*Provided material*:
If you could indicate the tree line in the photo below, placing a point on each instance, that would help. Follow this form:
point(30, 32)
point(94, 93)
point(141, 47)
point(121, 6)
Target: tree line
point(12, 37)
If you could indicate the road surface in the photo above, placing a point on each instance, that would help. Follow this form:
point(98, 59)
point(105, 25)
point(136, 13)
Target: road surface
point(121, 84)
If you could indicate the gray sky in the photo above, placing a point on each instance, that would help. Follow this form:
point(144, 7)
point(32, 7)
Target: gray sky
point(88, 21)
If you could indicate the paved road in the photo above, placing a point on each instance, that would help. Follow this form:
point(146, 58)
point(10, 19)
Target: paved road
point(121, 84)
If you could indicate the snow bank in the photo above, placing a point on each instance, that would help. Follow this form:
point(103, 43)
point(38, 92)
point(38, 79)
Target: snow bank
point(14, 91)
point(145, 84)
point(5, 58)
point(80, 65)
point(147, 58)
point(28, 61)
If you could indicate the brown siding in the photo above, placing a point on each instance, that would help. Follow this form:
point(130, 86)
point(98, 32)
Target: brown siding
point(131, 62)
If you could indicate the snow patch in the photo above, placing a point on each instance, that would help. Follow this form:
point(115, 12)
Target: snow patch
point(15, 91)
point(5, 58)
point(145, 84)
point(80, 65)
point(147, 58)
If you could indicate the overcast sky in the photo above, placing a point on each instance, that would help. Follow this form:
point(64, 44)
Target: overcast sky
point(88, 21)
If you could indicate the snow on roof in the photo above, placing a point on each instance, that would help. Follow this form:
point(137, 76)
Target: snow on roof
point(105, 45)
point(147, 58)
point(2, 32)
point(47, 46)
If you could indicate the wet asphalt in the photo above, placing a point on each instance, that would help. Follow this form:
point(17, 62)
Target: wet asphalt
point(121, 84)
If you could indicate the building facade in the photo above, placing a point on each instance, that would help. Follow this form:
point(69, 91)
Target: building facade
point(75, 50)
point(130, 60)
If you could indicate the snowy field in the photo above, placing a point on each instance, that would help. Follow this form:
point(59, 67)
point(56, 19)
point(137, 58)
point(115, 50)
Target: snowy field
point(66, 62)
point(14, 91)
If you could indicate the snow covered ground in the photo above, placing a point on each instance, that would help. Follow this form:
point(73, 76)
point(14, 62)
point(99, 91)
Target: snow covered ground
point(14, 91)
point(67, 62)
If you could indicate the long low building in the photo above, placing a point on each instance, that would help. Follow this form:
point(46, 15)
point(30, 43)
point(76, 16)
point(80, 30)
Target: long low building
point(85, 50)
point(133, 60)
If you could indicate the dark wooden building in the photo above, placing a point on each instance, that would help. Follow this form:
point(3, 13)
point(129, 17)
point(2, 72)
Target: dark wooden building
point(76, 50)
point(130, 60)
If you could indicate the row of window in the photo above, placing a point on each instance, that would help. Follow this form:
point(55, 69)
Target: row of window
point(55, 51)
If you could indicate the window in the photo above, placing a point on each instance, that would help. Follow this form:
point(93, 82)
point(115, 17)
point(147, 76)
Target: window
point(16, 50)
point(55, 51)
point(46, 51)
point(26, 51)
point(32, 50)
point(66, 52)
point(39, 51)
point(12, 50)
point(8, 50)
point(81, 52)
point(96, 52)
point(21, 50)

*What this task involves*: Edit all of the material above so that every "Target" becomes "Label", leaving everything else untouched.

*Solution for this problem*:
If you could indicate the tree line in the photo below, placing a point on each instance, that would help. Follow this form:
point(30, 32)
point(94, 93)
point(141, 47)
point(121, 6)
Label: tree line
point(12, 37)
If you could indicate the road surface in the photo above, placing a point on each instance, that would help. Follow this form:
point(98, 59)
point(105, 25)
point(136, 13)
Label: road surface
point(121, 84)
If you could indicate the gray sky in the photo above, placing a point on each instance, that would help. Follow this form:
point(144, 7)
point(32, 7)
Label: gray sky
point(88, 21)
If you could indicate the paved road in the photo above, placing a point on each instance, that would help. Follow this form:
point(146, 58)
point(10, 19)
Label: paved road
point(121, 84)
If you could indicate the snow bank in the photo above, placing a point on each instance, that would help. Follow this form:
point(103, 43)
point(38, 92)
point(38, 79)
Label: snow bank
point(14, 91)
point(145, 84)
point(5, 58)
point(80, 65)
point(147, 58)
point(28, 61)
If you could indicate the brown siding in the photo above, placing a point on each instance, that would help. Follow this form:
point(130, 86)
point(98, 32)
Label: brown siding
point(131, 62)
If you could indicate the snow patch in the photo above, placing a point on each instance, that would help. Follow this form:
point(115, 12)
Label: snow patch
point(15, 91)
point(5, 58)
point(145, 84)
point(80, 65)
point(147, 58)
If you could indicate the overcast sky in the photo above, placing a point on each instance, that would help. Follow this form:
point(64, 44)
Label: overcast sky
point(88, 21)
If you could indicate the snow on roof in the photo above, placing a point on each instance, that would help. Follow this form:
point(137, 76)
Label: snow on roof
point(105, 45)
point(147, 58)
point(2, 32)
point(47, 46)
If you could indicate the wet asphalt in the photo above, placing a point on each instance, that would help. Follow this form:
point(17, 62)
Label: wet asphalt
point(121, 84)
If you could indicate the building facade in the photo above, placing a point on each instance, that would help. Follow this form:
point(69, 91)
Label: building facade
point(75, 50)
point(130, 60)
If you could indicate the snowy field in the photo above, placing a point on each instance, that would help. Follow this form:
point(59, 67)
point(56, 19)
point(137, 58)
point(115, 50)
Label: snowy field
point(66, 62)
point(14, 91)
If you could indicate the snow covered ground in the photo above, placing a point on each instance, that would help. Follow this form:
point(73, 76)
point(14, 62)
point(99, 91)
Label: snow covered ground
point(14, 91)
point(67, 62)
If you could indicate the long low building in the photo above, placing a point on each instance, that would help. Follow this form:
point(46, 15)
point(30, 43)
point(76, 16)
point(80, 30)
Label: long low building
point(85, 50)
point(133, 60)
If you could indicate the dark wooden building in the photo above, placing a point on each instance, that would help. Follow this form:
point(3, 13)
point(129, 17)
point(2, 72)
Label: dark wooden building
point(76, 50)
point(130, 60)
If you could indicate the row of window in the photo above, placing a point on each instance, that would help. Follow this form:
point(55, 69)
Label: row of window
point(55, 51)
If you could indicate the window in the photo above, placing a point on each instance, that would help. Follow this form:
point(93, 82)
point(115, 17)
point(147, 76)
Label: window
point(16, 50)
point(55, 51)
point(46, 51)
point(26, 51)
point(32, 50)
point(66, 52)
point(39, 51)
point(12, 50)
point(8, 50)
point(81, 52)
point(96, 52)
point(21, 50)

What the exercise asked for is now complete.